● Written exercise
Convert the data below, beginning at its start and stopping after the line that contains "183L268 210L286 212L292", into a two-column CSV with the headers instruction and output. Each row should hold one instruction and its output, with each value in a single quoted field, line breaks replaced by spaces, and the pictures omitted.

[Annotation dataset entries]
<<<<

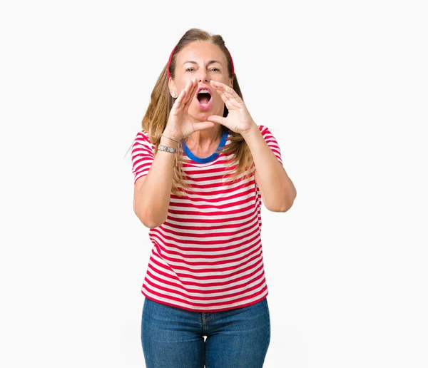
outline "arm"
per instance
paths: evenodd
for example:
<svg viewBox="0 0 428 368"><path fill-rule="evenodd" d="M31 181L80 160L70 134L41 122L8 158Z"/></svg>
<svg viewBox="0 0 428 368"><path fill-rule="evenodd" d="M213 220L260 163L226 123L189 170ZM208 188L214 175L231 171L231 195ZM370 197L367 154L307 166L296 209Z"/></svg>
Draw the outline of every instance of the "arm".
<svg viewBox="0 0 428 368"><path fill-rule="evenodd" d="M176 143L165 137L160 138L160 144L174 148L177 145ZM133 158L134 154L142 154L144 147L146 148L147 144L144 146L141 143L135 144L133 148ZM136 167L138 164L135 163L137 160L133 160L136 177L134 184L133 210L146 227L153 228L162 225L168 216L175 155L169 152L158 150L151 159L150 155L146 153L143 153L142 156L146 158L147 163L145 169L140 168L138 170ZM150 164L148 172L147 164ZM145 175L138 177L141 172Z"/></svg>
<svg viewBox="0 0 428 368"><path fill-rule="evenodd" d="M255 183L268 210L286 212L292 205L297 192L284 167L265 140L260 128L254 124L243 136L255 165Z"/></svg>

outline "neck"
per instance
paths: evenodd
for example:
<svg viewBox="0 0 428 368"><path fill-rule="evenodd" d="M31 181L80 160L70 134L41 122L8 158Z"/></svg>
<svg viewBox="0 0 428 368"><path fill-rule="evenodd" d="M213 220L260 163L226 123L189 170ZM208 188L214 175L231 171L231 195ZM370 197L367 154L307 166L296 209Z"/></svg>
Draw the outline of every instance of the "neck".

>>>>

● The answer
instruction,output
"outline ""arm"" per instance paths: evenodd for example: <svg viewBox=""0 0 428 368""><path fill-rule=""evenodd"" d=""M31 181L80 160L70 134L41 122L8 158Z""/></svg> <svg viewBox=""0 0 428 368""><path fill-rule=""evenodd"" d=""M213 220L260 163L226 123L189 170ZM208 188L214 175L231 171L231 195ZM370 197L367 154L307 166L296 209Z""/></svg> Draw the outline of every instance of the ""arm"".","<svg viewBox=""0 0 428 368""><path fill-rule=""evenodd"" d=""M176 143L165 137L160 138L160 144L174 148L177 145ZM133 158L134 154L142 154L144 147L146 148L147 144L144 146L141 143L135 144L133 148ZM136 167L138 164L135 163L137 160L133 160L136 177L134 184L133 210L146 227L153 228L162 225L168 216L175 155L169 152L158 150L151 159L150 155L146 153L143 153L142 156L146 158L147 163L145 169L140 168L138 170ZM150 164L148 172L147 164ZM145 175L138 177L141 172Z""/></svg> <svg viewBox=""0 0 428 368""><path fill-rule=""evenodd"" d=""M255 183L268 210L286 212L292 205L297 192L284 167L265 140L260 128L254 124L243 136L255 165Z""/></svg>"